- _Supplied records_:
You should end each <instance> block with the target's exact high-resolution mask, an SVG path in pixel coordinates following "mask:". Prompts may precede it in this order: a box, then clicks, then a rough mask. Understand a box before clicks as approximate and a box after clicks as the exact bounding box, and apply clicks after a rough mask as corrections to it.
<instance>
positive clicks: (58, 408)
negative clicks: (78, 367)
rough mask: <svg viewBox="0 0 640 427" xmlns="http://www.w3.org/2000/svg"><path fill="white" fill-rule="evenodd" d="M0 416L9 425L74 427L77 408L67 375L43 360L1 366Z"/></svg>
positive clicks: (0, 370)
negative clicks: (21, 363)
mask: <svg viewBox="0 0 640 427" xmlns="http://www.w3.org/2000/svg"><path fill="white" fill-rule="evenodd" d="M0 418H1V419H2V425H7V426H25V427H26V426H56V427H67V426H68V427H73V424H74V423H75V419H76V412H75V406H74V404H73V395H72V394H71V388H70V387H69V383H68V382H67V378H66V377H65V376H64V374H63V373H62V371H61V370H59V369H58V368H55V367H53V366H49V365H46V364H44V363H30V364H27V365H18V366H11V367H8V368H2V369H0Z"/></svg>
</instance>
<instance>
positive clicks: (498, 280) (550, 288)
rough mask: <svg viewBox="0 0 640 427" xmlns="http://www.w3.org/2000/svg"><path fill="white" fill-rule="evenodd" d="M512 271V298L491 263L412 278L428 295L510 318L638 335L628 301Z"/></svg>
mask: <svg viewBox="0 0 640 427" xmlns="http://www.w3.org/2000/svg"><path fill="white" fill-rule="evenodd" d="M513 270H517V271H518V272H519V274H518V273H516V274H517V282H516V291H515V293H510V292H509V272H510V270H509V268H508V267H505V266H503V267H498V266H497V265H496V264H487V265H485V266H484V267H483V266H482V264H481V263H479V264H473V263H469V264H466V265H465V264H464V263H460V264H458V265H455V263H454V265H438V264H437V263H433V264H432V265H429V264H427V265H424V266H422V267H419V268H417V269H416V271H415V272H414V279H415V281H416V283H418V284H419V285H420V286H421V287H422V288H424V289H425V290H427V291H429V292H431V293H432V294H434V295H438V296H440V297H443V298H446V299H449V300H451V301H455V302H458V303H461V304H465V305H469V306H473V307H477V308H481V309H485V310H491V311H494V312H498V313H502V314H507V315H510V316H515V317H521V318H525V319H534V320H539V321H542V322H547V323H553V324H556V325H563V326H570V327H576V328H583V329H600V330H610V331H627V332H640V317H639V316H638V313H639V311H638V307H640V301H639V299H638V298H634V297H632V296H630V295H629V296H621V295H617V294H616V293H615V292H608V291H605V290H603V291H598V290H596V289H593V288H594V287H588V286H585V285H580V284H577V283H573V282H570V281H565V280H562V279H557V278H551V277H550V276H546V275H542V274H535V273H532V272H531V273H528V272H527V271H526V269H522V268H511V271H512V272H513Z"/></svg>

- _Exercise details_:
Pull together all lines from the data that mention the word "positive".

- _Solved exercise_:
positive clicks: (58, 408)
positive clicks: (0, 370)
positive clicks: (498, 280) (550, 288)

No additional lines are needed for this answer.